◆ Task description ◆
Reproduce all of the material below word for word, keeping every line unchanged and in its original order.

◆ Information shown ◆
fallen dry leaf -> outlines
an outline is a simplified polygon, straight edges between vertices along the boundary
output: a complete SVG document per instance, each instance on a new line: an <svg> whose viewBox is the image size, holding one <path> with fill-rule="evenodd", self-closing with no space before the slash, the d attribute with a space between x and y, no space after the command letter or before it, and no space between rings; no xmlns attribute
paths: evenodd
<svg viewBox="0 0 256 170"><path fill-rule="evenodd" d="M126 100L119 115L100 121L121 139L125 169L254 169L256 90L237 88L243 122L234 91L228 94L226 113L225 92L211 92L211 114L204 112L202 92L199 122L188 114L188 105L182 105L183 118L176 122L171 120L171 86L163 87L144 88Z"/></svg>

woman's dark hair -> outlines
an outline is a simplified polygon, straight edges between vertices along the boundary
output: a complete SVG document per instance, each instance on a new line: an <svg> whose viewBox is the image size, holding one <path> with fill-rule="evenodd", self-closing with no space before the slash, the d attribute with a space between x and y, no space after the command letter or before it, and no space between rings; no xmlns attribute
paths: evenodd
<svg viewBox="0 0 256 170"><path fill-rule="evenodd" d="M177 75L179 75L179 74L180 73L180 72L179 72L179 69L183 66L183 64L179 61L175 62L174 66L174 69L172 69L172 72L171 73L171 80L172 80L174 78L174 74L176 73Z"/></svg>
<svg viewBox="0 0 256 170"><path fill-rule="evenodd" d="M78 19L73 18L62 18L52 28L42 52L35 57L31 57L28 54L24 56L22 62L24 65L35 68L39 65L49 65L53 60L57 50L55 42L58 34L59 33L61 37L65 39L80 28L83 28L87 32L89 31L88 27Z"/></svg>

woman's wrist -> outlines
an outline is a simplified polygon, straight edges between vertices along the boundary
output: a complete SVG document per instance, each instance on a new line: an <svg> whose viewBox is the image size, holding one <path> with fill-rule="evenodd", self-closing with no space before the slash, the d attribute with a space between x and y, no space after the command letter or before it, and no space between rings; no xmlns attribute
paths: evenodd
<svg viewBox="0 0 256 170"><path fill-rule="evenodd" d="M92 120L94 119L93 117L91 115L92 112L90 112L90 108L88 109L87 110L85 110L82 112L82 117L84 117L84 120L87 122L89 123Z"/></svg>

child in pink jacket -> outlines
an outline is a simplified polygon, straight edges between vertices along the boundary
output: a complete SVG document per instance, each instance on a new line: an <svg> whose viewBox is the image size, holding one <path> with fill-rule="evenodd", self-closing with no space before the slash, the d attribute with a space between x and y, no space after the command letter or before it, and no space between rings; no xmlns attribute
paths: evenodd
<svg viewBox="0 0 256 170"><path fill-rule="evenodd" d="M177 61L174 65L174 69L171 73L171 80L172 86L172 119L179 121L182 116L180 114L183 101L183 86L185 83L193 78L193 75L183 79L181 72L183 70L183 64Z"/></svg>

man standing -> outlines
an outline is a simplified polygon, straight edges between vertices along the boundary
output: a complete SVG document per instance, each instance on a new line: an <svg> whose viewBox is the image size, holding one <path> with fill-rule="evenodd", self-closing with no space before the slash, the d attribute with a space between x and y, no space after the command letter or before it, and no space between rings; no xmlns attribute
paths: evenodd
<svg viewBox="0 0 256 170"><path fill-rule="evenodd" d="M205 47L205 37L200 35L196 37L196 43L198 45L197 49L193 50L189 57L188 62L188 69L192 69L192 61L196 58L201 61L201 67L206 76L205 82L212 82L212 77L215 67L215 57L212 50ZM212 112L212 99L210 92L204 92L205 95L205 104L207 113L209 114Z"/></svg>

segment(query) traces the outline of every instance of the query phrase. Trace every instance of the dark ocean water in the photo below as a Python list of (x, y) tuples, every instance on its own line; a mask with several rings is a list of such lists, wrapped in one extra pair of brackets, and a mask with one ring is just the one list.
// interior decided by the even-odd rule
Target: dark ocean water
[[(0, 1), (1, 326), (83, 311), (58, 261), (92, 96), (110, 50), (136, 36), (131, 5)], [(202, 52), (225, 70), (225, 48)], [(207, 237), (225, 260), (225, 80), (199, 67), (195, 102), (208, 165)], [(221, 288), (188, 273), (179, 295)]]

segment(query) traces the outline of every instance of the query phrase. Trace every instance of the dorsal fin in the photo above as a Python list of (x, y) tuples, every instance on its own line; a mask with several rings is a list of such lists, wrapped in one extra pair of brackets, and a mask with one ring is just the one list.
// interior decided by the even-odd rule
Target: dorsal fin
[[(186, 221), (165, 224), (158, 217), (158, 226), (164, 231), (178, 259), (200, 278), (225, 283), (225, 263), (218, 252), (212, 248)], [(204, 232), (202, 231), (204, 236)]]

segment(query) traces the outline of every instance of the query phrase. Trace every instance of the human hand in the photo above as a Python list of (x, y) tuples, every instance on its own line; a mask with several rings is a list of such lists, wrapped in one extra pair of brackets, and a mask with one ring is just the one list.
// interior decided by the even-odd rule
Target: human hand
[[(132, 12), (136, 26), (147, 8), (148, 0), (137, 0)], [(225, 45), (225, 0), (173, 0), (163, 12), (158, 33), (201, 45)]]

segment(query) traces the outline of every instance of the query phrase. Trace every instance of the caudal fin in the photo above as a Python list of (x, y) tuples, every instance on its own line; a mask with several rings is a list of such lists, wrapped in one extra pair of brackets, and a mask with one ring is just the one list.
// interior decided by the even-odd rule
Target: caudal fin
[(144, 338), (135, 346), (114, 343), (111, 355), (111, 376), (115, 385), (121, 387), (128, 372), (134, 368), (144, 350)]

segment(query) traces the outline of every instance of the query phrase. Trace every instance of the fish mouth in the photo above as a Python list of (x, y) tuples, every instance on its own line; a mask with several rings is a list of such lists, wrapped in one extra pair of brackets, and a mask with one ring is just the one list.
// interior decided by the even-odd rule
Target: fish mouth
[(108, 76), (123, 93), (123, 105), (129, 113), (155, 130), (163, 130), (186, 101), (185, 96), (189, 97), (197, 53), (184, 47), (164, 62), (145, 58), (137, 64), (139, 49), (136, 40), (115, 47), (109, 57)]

◆ The completed task ◆
fallen dry leaf -> outlines
an outline is a simplified polygon, straight edges between vertices along the boundary
output: a complete SVG document per instance, each instance on a new line: an <svg> whose viewBox is the image size, holding one <path> with fill-rule="evenodd", self-closing with no space before the slash, the d attribute with a space between x and y, no space after the command letter or before it, and no space between rings; no xmlns attribute
paths: evenodd
<svg viewBox="0 0 256 170"><path fill-rule="evenodd" d="M126 100L119 115L100 121L121 139L125 169L254 169L256 90L237 88L243 122L234 91L228 94L226 113L225 92L211 92L211 114L204 112L202 92L199 122L188 114L188 105L182 105L183 118L176 122L171 120L171 86L163 87L144 88Z"/></svg>

woman's dark hair -> outlines
an outline is a simplified polygon, straight edges between vertices along the boundary
output: a complete SVG document per instance, each instance on a new line: an <svg> whose viewBox is the image size, holding one <path> with fill-rule="evenodd", self-closing with no space before the slash, the d attribute with a space between x and y, no space after the command letter or before it, and no space between rings; no xmlns attribute
paths: evenodd
<svg viewBox="0 0 256 170"><path fill-rule="evenodd" d="M177 75L179 75L179 74L180 73L180 72L179 72L179 69L183 66L183 64L179 61L175 62L174 66L174 69L172 69L172 72L171 73L171 80L172 80L174 78L174 74L176 73Z"/></svg>
<svg viewBox="0 0 256 170"><path fill-rule="evenodd" d="M78 19L73 18L62 18L52 28L42 52L35 57L31 57L28 54L24 56L22 62L24 65L35 68L39 65L49 65L53 60L57 50L55 42L58 34L59 33L61 37L65 39L80 28L83 28L87 32L89 31L88 27Z"/></svg>

woman's wrist -> outlines
an outline is a simplified polygon, straight edges between vertices along the boundary
output: a complete SVG document per instance, each instance on a new line: an <svg> whose viewBox is the image size, holding one <path> with fill-rule="evenodd", self-closing with no space before the slash, the d attribute with a space between x and y, no space after the command letter or before it, and no space between rings; no xmlns attribute
paths: evenodd
<svg viewBox="0 0 256 170"><path fill-rule="evenodd" d="M92 120L94 119L93 117L91 115L92 112L90 112L90 108L88 109L87 110L85 110L82 112L82 117L84 117L84 120L87 122L89 123Z"/></svg>

child in pink jacket -> outlines
an outline is a simplified polygon, straight edges between vertices along the boundary
output: a complete SVG document per instance, each instance on a new line: an <svg> whose viewBox is the image size, holding one <path> with fill-rule="evenodd", self-closing with no space before the slash, the d attribute with a space between x and y, no space after the command letter or before it, and no space between rings; no xmlns attribute
paths: evenodd
<svg viewBox="0 0 256 170"><path fill-rule="evenodd" d="M177 61L174 65L174 69L171 73L171 80L172 86L172 119L179 121L182 116L180 114L183 101L183 86L185 83L193 78L193 75L183 79L181 72L183 70L183 64Z"/></svg>

man standing -> outlines
an outline is a simplified polygon, straight edges between vertices along the boundary
output: a complete SVG document per instance, each instance on a new line: an <svg> whose viewBox is the image size, holding one <path> with fill-rule="evenodd", self-closing with no space before the slash, the d attribute with a space between x and y, no space after the command letter or before it, and no space between rings; no xmlns attribute
paths: evenodd
<svg viewBox="0 0 256 170"><path fill-rule="evenodd" d="M205 47L205 37L200 35L196 37L196 43L198 45L197 49L193 50L189 57L188 62L188 69L192 69L192 61L196 58L201 61L201 67L206 76L205 82L212 82L212 77L215 67L215 57L212 50ZM212 112L212 99L210 92L204 92L205 95L205 104L207 113L209 114Z"/></svg>

segment(query) traces the outline of every instance of the query phrase. Trace every instance of the dark ocean water in the photo below as a Python list of (x, y) tuples, every instance on its own line; a mask with several rings is a list of such lists, wrapped in one extra pair of brackets, and a mask with one ring is just the one list.
// interior decided by the even-odd rule
Target: dark ocean water
[[(0, 1), (1, 326), (83, 311), (58, 261), (92, 96), (110, 50), (136, 36), (131, 5)], [(202, 52), (225, 70), (225, 48)], [(207, 237), (225, 260), (225, 80), (199, 67), (195, 102), (208, 165)], [(221, 288), (188, 273), (179, 295)]]

segment(query) traces the outline of every instance of the query phrase. Trace every instance of the dorsal fin in the photo above as a Python list of (x, y) tuples, every instance on its own line; a mask with several rings is a list of such lists, wrapped in one extra pair of brackets, and a mask with one ring is just the one list.
// interior decided by the even-odd rule
Target: dorsal fin
[[(186, 221), (165, 224), (158, 217), (158, 226), (164, 231), (178, 259), (200, 278), (225, 283), (225, 263), (218, 252), (212, 248)], [(204, 232), (202, 231), (204, 236)]]

segment(query) traces the outline of every instance of the query phrase. Trace every instance of the human hand in the photo above as a Python list of (x, y) tuples, every instance on its own line; a mask with several rings is a list of such lists, wrapped in one extra pair of brackets, and a mask with one ring is just the one list.
// interior decided by the even-odd rule
Target: human hand
[[(132, 12), (136, 26), (147, 8), (148, 0), (137, 0)], [(225, 45), (225, 0), (173, 0), (163, 12), (158, 33), (201, 45)]]

segment(query) traces the outline of every instance of the query phrase. Trace every instance of the caudal fin in the photo above as a Python list of (x, y) tuples, every instance on its own line; a mask with several rings is a list of such lists, wrapped in one extra pair of brackets, and a mask with one ring is just the one list.
// interior decided by the even-odd rule
Target: caudal fin
[(144, 338), (135, 346), (114, 343), (111, 355), (111, 376), (115, 385), (121, 387), (128, 372), (134, 368), (144, 350)]

segment(query) traces the outline of every instance of the query phrase. Trace every instance of the fish mouth in the photo above as a Python list of (x, y) tuples, every instance on its own line; a mask with several rings is a list of such lists, wrapped in one extra pair of brackets, and a mask with one ring is just the one list.
// interior decided by the even-odd rule
Target: fish mouth
[(108, 76), (123, 93), (123, 105), (129, 113), (155, 130), (163, 130), (186, 101), (185, 96), (189, 97), (197, 53), (184, 47), (164, 62), (145, 58), (137, 64), (139, 49), (136, 40), (115, 47), (109, 57)]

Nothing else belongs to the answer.